DATASET RECORDS START

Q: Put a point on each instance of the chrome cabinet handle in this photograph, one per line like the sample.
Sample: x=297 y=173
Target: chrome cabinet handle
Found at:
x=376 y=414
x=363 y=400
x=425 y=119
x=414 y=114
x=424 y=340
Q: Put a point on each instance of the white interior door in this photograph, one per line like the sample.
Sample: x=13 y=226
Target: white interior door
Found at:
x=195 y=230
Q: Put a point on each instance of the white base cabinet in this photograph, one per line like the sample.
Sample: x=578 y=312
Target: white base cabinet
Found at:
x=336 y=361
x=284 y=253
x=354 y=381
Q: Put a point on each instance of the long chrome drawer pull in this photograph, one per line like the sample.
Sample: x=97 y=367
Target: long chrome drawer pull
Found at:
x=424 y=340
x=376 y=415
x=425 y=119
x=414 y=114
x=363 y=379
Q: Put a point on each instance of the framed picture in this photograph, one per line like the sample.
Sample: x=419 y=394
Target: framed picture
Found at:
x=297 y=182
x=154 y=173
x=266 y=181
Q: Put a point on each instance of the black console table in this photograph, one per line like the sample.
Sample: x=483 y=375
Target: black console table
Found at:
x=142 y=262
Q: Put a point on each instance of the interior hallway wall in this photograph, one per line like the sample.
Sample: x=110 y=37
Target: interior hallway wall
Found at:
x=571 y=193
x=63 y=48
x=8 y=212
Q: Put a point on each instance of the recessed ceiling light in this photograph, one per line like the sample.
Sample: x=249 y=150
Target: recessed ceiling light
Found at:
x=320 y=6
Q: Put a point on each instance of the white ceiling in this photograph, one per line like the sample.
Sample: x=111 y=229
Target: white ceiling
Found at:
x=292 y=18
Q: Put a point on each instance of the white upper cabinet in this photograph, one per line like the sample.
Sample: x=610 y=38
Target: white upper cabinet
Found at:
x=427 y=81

DATASET RECORDS END

▶ [TASK DIRECTIONS]: The answer must be an exact transcription of every record above.

▶ [ANSWER TO THE PROBLEM]:
Q: Put a point on each instance of the chrome cabinet handle in this photograph, one per line like the sample.
Sample: x=297 y=173
Target: chrome cabinet handle
Found at:
x=376 y=414
x=363 y=400
x=425 y=119
x=414 y=114
x=424 y=340
Q: Put a point on each instance of the white interior door in this photograph, one per line like the sample.
Sample: x=13 y=226
Target: white interior door
Found at:
x=195 y=230
Q: Put a point on each instance of the white base cabinet in this photograph, one per line like the sample.
Sample: x=578 y=312
Target: white base cabinet
Found at:
x=336 y=361
x=284 y=253
x=354 y=381
Q: Put a point on each instance of the long chrome drawer pull in this photograph, one per line like the sample.
Sample: x=97 y=367
Target: long chrome drawer pull
Found at:
x=424 y=340
x=376 y=415
x=425 y=119
x=414 y=114
x=363 y=379
Q: Put a point on each instance of the framed picture in this photograph, one per line like the sample.
Sample: x=419 y=394
Target: framed picture
Found at:
x=297 y=182
x=154 y=173
x=266 y=181
Q: Put a point on each instance of the black console table in this photograph, one per line like the sample.
Sample: x=483 y=375
Target: black console table
Found at:
x=142 y=262
Q: Put a point on each instance of the interior hallway wall in this photograph, one per line like the sample.
Sample: x=110 y=37
Target: interior hallway wall
Found at:
x=571 y=193
x=63 y=48
x=8 y=212
Q: Put a point on each instance of the recessed ceiling light in this photograph, one per line like the sample.
Sample: x=249 y=150
Target: recessed ceiling light
Found at:
x=320 y=6
Q: Put a point on each instance of the white ceiling in this photograph, one per line like the sample.
Sample: x=111 y=229
Target: white ceiling
Found at:
x=292 y=18
Q: Put a point on each instance of the white upper cabinet in this photograph, one per line like the sample.
Sample: x=610 y=38
Target: white upper cabinet
Found at:
x=427 y=81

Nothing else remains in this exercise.